▸ Directive
Each line of the listing must be transcribed exactly, except for the images, which should be excluded.

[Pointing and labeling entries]
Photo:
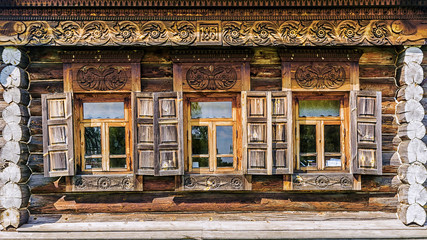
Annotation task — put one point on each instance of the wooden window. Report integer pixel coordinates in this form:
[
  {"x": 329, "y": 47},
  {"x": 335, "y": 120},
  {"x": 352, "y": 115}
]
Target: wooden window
[
  {"x": 103, "y": 132},
  {"x": 212, "y": 133},
  {"x": 321, "y": 132}
]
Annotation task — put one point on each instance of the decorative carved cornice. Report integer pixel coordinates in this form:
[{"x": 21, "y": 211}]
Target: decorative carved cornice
[
  {"x": 224, "y": 14},
  {"x": 320, "y": 55},
  {"x": 316, "y": 77},
  {"x": 211, "y": 55},
  {"x": 206, "y": 3},
  {"x": 219, "y": 33},
  {"x": 101, "y": 56},
  {"x": 102, "y": 78},
  {"x": 211, "y": 78}
]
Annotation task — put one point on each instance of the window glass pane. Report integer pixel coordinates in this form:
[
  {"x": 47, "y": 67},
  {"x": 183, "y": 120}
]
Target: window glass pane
[
  {"x": 308, "y": 161},
  {"x": 117, "y": 140},
  {"x": 118, "y": 163},
  {"x": 108, "y": 110},
  {"x": 224, "y": 161},
  {"x": 211, "y": 110},
  {"x": 199, "y": 139},
  {"x": 199, "y": 162},
  {"x": 307, "y": 138},
  {"x": 224, "y": 139},
  {"x": 333, "y": 161},
  {"x": 92, "y": 141},
  {"x": 319, "y": 108},
  {"x": 91, "y": 163},
  {"x": 332, "y": 138}
]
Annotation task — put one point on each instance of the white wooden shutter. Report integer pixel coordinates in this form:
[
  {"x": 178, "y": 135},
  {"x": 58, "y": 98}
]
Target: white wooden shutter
[
  {"x": 168, "y": 133},
  {"x": 267, "y": 123},
  {"x": 143, "y": 132},
  {"x": 365, "y": 132},
  {"x": 58, "y": 145}
]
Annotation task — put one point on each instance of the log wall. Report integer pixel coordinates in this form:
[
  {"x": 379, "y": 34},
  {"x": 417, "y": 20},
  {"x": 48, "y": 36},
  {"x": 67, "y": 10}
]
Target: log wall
[{"x": 377, "y": 72}]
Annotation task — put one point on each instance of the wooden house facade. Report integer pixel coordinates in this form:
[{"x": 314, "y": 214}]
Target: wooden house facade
[{"x": 212, "y": 105}]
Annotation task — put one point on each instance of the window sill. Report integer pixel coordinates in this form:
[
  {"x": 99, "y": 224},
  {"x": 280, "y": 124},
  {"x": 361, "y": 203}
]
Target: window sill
[
  {"x": 105, "y": 183},
  {"x": 324, "y": 181},
  {"x": 217, "y": 182}
]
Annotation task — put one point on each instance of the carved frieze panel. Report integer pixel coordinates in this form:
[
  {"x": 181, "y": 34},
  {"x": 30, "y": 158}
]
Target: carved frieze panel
[
  {"x": 217, "y": 182},
  {"x": 100, "y": 77},
  {"x": 319, "y": 181},
  {"x": 106, "y": 71},
  {"x": 224, "y": 33},
  {"x": 88, "y": 183},
  {"x": 211, "y": 70},
  {"x": 320, "y": 76},
  {"x": 211, "y": 78},
  {"x": 320, "y": 70}
]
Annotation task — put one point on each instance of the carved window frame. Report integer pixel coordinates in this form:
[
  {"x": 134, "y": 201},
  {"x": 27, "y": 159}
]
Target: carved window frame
[
  {"x": 235, "y": 121},
  {"x": 343, "y": 121},
  {"x": 80, "y": 123}
]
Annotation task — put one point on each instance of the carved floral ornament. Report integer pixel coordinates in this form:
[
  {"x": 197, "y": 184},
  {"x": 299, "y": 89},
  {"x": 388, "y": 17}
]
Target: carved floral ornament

▸ Task output
Photo:
Annotation task — put one point on each instance of the wooden window. Report integer pixel coordinates in this form:
[
  {"x": 329, "y": 47},
  {"x": 335, "y": 120},
  {"x": 352, "y": 115}
]
Target: wooden window
[
  {"x": 103, "y": 132},
  {"x": 212, "y": 133},
  {"x": 321, "y": 132}
]
Annotation task — put one point on each instance of the decorative carved cornice. Report integer pixel coordinates in this form:
[{"x": 21, "y": 211}]
Target: decorative carved cornice
[
  {"x": 224, "y": 14},
  {"x": 320, "y": 55},
  {"x": 316, "y": 77},
  {"x": 211, "y": 55},
  {"x": 206, "y": 3},
  {"x": 219, "y": 33},
  {"x": 101, "y": 56},
  {"x": 102, "y": 78},
  {"x": 211, "y": 78}
]
Annotation task — put one point on each instance of the window glass pane. Report integer pixel coordinates in this form:
[
  {"x": 47, "y": 67},
  {"x": 183, "y": 120}
]
Target: window glass pane
[
  {"x": 308, "y": 161},
  {"x": 117, "y": 140},
  {"x": 118, "y": 163},
  {"x": 108, "y": 110},
  {"x": 224, "y": 161},
  {"x": 211, "y": 110},
  {"x": 199, "y": 139},
  {"x": 199, "y": 162},
  {"x": 307, "y": 138},
  {"x": 224, "y": 139},
  {"x": 333, "y": 161},
  {"x": 92, "y": 141},
  {"x": 319, "y": 108},
  {"x": 91, "y": 163},
  {"x": 332, "y": 138}
]
Annotation task — put one point on each instance of the white wooden shutter. Report integer pixel coordinates in this form:
[
  {"x": 178, "y": 135},
  {"x": 58, "y": 98}
]
Target: white wooden shutter
[
  {"x": 168, "y": 133},
  {"x": 267, "y": 123},
  {"x": 143, "y": 132},
  {"x": 365, "y": 132},
  {"x": 58, "y": 145}
]
Annotation task — put one point on each instance of the log wall. Report integer pixel coordinates in this form:
[
  {"x": 379, "y": 34},
  {"x": 417, "y": 20},
  {"x": 48, "y": 36},
  {"x": 67, "y": 10}
]
Target: log wall
[{"x": 377, "y": 72}]
Annotation task — put one point on each instance of the wooden house facade. Report integer pixel coordinates in this form:
[{"x": 314, "y": 214}]
Target: wooden house facade
[{"x": 212, "y": 105}]
Annotation task — put one point on each instance of the window sill. Report integer pixel coordinates in this form:
[
  {"x": 99, "y": 224},
  {"x": 280, "y": 124},
  {"x": 361, "y": 203}
]
Target: window sill
[
  {"x": 105, "y": 183},
  {"x": 324, "y": 181},
  {"x": 217, "y": 182}
]
Annotation task — put one point on each instance of the carved frieze panel. Report integer pixel coordinates in this form:
[
  {"x": 181, "y": 34},
  {"x": 30, "y": 158}
]
Target: carved frieze panel
[
  {"x": 217, "y": 182},
  {"x": 100, "y": 77},
  {"x": 319, "y": 181},
  {"x": 106, "y": 71},
  {"x": 224, "y": 33},
  {"x": 88, "y": 183},
  {"x": 211, "y": 70},
  {"x": 320, "y": 76},
  {"x": 211, "y": 78},
  {"x": 320, "y": 70}
]
Annotation task — put one point on each instance of the carved window frame. Report integer pixel coordinates in this form:
[
  {"x": 134, "y": 201},
  {"x": 27, "y": 159}
]
Target: carved window frame
[
  {"x": 235, "y": 121},
  {"x": 343, "y": 121},
  {"x": 80, "y": 123}
]
Annotation task — put one point on each instance of the carved floral ornament. Report integer pixel coordinates in this form:
[
  {"x": 197, "y": 184},
  {"x": 299, "y": 89},
  {"x": 388, "y": 17}
]
Target: carved floral ornament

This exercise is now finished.